YOUR GOAL:
Copy the entries below character for character, beginning at the line that contains "Tag one spot per instance of the sneaker" and continuing through the final line of the entries.

EXTRACTED MATERIAL:
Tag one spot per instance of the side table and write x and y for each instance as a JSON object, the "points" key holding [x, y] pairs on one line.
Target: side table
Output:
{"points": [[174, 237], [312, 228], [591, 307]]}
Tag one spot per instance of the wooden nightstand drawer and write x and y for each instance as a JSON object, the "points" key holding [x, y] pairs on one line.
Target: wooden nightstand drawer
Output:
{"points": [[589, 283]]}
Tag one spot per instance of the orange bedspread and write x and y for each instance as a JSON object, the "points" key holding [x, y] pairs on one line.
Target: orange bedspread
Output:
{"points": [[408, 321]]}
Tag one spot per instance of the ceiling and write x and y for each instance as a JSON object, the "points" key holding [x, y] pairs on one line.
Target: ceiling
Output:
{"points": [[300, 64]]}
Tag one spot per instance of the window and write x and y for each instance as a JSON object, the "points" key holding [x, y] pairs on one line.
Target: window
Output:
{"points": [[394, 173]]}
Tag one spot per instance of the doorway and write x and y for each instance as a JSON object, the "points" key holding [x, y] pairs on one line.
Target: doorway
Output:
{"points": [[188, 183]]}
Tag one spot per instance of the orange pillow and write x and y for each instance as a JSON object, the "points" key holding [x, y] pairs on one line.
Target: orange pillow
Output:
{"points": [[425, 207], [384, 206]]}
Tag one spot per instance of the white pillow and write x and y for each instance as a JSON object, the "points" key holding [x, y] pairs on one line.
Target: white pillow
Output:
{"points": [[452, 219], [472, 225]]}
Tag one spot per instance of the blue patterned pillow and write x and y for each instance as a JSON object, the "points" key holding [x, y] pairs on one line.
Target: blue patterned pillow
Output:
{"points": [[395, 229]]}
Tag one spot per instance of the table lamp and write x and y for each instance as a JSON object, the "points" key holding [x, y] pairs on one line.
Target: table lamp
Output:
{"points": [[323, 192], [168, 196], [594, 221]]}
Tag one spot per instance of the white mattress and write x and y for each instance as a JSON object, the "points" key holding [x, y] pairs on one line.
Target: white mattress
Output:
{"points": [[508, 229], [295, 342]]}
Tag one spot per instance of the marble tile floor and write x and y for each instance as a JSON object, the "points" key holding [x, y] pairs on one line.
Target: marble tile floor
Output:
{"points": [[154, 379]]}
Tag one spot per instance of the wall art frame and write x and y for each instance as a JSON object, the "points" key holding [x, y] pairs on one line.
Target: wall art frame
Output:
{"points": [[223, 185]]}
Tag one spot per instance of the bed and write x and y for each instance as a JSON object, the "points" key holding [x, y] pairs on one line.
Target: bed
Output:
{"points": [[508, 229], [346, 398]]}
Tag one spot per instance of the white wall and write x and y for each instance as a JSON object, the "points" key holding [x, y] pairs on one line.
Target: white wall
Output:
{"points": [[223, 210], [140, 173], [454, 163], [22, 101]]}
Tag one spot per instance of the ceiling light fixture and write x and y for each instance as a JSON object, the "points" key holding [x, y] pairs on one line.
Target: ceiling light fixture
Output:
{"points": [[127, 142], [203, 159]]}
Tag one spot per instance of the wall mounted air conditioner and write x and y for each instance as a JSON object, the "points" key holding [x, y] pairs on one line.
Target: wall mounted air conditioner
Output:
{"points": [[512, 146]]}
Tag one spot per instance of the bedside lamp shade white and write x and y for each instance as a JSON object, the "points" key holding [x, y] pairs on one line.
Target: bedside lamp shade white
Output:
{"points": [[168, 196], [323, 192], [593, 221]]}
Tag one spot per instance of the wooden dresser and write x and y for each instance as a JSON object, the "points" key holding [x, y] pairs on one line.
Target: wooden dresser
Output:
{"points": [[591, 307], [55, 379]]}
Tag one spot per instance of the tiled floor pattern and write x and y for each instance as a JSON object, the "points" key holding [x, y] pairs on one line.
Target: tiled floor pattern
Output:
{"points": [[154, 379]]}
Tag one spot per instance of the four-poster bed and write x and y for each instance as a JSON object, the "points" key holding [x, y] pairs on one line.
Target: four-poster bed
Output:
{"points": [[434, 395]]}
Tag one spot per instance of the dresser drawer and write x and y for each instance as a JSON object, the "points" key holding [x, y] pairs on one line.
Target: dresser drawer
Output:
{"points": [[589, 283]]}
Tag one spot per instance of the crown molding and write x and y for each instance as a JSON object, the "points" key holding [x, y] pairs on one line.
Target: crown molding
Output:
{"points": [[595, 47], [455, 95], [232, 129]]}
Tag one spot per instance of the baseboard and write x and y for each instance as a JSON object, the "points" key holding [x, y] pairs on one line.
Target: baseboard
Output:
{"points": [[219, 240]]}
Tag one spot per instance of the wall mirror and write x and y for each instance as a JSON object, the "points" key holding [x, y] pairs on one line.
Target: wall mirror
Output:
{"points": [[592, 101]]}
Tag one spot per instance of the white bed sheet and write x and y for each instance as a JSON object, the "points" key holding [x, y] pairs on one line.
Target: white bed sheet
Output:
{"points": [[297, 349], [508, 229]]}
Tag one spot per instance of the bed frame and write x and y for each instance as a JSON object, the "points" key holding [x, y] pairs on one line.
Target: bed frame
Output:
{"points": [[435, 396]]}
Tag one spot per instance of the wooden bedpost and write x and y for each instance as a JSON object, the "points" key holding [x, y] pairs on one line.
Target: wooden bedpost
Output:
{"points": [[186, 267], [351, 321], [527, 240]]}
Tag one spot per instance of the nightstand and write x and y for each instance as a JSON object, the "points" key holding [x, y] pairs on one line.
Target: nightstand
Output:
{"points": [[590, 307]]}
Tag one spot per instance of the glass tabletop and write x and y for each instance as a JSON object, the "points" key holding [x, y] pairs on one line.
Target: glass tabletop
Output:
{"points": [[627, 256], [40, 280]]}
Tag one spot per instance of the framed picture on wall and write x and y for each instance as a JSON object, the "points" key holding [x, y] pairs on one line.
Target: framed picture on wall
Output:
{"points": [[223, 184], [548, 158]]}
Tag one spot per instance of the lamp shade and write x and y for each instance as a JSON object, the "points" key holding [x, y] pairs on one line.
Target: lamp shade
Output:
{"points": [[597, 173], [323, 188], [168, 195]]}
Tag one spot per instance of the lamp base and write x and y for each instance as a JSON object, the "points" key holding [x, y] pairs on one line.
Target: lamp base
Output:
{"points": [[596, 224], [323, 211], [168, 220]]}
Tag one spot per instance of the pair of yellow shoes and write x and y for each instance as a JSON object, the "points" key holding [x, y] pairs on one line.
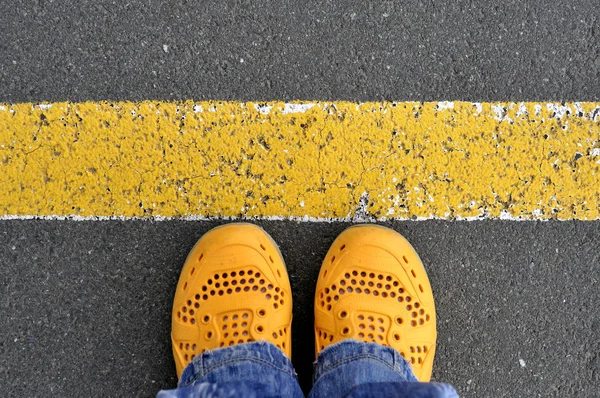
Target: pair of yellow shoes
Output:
{"points": [[372, 287]]}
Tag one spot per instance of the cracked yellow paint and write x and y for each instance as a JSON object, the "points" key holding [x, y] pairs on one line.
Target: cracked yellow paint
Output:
{"points": [[328, 160]]}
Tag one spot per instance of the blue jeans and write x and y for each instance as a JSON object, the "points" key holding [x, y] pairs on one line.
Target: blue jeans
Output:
{"points": [[346, 369]]}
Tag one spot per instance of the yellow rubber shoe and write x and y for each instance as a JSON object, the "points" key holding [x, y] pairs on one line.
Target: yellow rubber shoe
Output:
{"points": [[233, 289], [373, 287]]}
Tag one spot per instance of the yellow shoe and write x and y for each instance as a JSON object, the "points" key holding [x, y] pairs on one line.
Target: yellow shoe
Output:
{"points": [[373, 287], [233, 289]]}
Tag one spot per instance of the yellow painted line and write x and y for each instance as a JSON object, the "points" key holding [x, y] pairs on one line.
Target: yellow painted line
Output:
{"points": [[316, 160]]}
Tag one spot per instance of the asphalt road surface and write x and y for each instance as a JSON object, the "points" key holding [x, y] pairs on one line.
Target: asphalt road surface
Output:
{"points": [[85, 305]]}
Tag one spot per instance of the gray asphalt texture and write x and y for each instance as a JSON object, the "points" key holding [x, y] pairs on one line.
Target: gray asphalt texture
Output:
{"points": [[356, 50], [85, 306]]}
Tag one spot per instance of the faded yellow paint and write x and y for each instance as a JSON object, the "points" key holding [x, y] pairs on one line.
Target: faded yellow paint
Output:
{"points": [[405, 159]]}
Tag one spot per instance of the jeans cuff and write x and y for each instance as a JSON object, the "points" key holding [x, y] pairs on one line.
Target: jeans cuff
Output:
{"points": [[353, 350], [259, 352]]}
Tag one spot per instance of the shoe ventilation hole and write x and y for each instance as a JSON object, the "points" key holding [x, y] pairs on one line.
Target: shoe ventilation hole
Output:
{"points": [[376, 284], [190, 350], [417, 354], [235, 327], [227, 283]]}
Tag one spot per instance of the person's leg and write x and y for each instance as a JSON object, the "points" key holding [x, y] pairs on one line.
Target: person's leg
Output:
{"points": [[375, 331], [232, 314]]}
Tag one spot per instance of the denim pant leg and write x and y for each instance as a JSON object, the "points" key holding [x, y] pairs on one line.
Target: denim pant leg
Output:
{"points": [[257, 369], [355, 369]]}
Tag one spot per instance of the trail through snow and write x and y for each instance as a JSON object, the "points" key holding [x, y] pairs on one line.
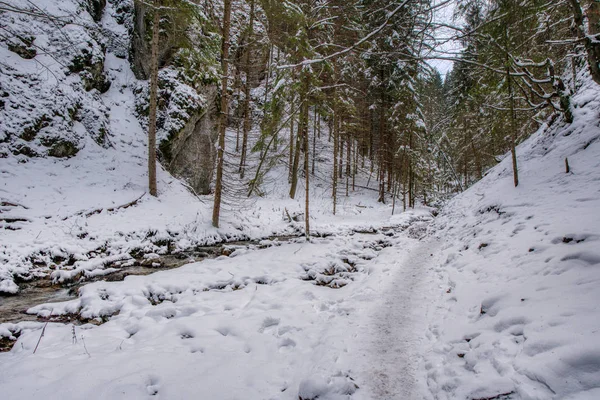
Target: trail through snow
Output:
{"points": [[395, 334]]}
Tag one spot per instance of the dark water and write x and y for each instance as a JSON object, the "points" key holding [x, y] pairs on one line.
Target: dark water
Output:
{"points": [[40, 291]]}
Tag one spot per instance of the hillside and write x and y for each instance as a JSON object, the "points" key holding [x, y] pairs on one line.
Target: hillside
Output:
{"points": [[518, 310], [422, 271]]}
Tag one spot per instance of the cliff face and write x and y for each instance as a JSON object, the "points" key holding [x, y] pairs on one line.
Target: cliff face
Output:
{"points": [[54, 79], [188, 92]]}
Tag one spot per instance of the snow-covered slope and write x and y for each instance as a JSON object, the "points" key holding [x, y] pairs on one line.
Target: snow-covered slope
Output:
{"points": [[519, 314]]}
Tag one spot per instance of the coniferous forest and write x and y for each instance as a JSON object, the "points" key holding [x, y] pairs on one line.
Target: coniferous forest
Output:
{"points": [[300, 199]]}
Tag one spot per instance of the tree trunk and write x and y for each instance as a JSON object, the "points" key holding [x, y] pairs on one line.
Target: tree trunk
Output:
{"points": [[592, 45], [315, 129], [291, 156], [152, 186], [223, 116], [247, 112], [306, 177], [513, 127]]}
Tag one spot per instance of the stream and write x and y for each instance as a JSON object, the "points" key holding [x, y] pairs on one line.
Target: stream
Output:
{"points": [[13, 308]]}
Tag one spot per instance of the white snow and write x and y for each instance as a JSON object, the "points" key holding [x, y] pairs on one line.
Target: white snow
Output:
{"points": [[497, 300], [518, 286]]}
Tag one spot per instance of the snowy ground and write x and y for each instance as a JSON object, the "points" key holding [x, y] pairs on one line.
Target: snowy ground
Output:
{"points": [[499, 301], [65, 217], [519, 310]]}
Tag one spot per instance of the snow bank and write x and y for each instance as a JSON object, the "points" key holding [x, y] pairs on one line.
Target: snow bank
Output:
{"points": [[519, 313], [245, 326]]}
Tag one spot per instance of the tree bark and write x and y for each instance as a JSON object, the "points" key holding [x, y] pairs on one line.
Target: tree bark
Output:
{"points": [[592, 45], [152, 186], [224, 109], [247, 112]]}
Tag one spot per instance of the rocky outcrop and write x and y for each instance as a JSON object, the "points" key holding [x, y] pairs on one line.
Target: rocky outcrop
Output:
{"points": [[140, 42], [188, 112], [192, 151]]}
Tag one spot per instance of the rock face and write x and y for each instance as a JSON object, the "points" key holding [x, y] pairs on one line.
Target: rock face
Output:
{"points": [[188, 150], [140, 46], [193, 149]]}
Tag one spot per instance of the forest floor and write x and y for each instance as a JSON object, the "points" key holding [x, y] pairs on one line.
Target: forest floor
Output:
{"points": [[318, 319]]}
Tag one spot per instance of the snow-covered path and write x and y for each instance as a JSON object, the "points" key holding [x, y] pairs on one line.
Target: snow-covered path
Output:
{"points": [[395, 334]]}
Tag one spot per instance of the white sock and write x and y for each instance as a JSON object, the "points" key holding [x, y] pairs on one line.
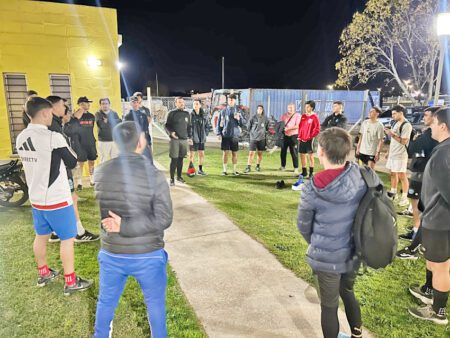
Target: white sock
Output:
{"points": [[80, 229]]}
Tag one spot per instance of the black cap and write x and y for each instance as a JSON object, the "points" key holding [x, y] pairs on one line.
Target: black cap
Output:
{"points": [[83, 99]]}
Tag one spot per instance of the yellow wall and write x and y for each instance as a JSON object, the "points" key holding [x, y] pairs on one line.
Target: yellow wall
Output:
{"points": [[40, 38]]}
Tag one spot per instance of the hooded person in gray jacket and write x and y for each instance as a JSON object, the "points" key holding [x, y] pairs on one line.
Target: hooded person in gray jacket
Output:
{"points": [[326, 213], [257, 127], [136, 208]]}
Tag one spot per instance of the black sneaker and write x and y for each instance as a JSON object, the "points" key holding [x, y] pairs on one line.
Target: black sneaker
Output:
{"points": [[86, 237], [43, 281], [80, 285], [427, 313], [53, 238], [424, 294], [201, 173], [409, 236], [407, 253]]}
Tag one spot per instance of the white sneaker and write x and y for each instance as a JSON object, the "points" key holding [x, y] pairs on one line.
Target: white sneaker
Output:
{"points": [[404, 202]]}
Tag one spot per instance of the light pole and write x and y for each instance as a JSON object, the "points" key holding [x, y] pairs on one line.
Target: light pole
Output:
{"points": [[443, 30]]}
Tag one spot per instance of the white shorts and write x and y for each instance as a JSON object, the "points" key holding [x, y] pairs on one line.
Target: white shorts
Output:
{"points": [[397, 165]]}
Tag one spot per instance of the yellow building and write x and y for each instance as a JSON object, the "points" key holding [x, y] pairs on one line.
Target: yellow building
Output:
{"points": [[54, 49]]}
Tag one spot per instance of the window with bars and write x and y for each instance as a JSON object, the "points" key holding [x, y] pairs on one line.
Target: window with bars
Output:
{"points": [[60, 86], [16, 92]]}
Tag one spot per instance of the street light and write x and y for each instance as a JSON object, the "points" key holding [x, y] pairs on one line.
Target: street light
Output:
{"points": [[443, 30]]}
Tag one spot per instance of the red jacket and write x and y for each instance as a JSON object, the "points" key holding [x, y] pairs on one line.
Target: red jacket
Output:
{"points": [[309, 127]]}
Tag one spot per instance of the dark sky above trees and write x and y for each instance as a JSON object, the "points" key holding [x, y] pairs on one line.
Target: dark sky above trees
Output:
{"points": [[273, 44]]}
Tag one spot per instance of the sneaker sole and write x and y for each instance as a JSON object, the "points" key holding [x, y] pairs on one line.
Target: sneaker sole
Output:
{"points": [[424, 300], [434, 320]]}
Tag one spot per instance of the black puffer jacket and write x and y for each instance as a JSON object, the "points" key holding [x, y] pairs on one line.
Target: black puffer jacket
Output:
{"points": [[132, 187]]}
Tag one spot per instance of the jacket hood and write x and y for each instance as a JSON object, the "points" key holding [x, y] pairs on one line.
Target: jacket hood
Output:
{"points": [[344, 186]]}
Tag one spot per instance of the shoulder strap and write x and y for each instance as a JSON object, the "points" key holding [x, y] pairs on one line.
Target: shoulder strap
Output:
{"points": [[367, 176]]}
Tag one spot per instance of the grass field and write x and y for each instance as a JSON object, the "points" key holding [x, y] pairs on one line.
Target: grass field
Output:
{"points": [[28, 311], [269, 216]]}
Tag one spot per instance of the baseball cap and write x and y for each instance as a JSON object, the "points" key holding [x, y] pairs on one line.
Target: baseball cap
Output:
{"points": [[83, 99]]}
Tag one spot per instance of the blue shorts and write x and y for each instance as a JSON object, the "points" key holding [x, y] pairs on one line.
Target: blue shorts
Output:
{"points": [[61, 221]]}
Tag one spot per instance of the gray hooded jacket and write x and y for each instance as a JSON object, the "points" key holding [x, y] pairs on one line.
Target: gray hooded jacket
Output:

RESULT OF THIS TASK:
Tag one spot per instance of the sneaker sole and write x and y for each instance as a JSON object, the "points" key holding [x, y] pairs on one line.
Target: sneaker sole
Output:
{"points": [[424, 300], [434, 320]]}
Tag one spot per instance of the black puffer jacket and write x and y for each instance as a JSON object, the "points" key holding [x, y] pairs on one line.
Target: black puffer jacket
Output:
{"points": [[132, 187]]}
Tag one spot per instance of the jacket hood and write x and y for each instance as a JSON object, the "points" key holding [x, y] pairs on one line.
Target: jacket hood
Output:
{"points": [[344, 186]]}
Tag one spot per instance of the shoulder strap and write x and y for each instance as a JSON object, the "points" key holding [x, y] pairs on one line.
Target: shoulder strap
Output:
{"points": [[367, 176]]}
Tag one spot per instance of the grass field and write x and y for each instance as a JSON object, the "points" key holding [x, y] pairs on one line.
Target: grass field
Output:
{"points": [[28, 311], [269, 216]]}
Tag one spot per instance of the baseball cap and write x and y for each instance as a JSON object, the "points" key holding [x, y] pairs on one line.
Target: baseball cap
Output:
{"points": [[83, 99]]}
Tag one spot per instance of the blue shorts and write x and y for each instance as a JSON object, the "points" key holding [x, y] pairs on one line.
Target: blue shorts
Output:
{"points": [[61, 221]]}
Tag one spot per instance of the gray hooded jacket and write x and y for each instance as a JSON object, the "points" key holding [x, y] pairs on one line.
Target: gray hooded jacket
Output:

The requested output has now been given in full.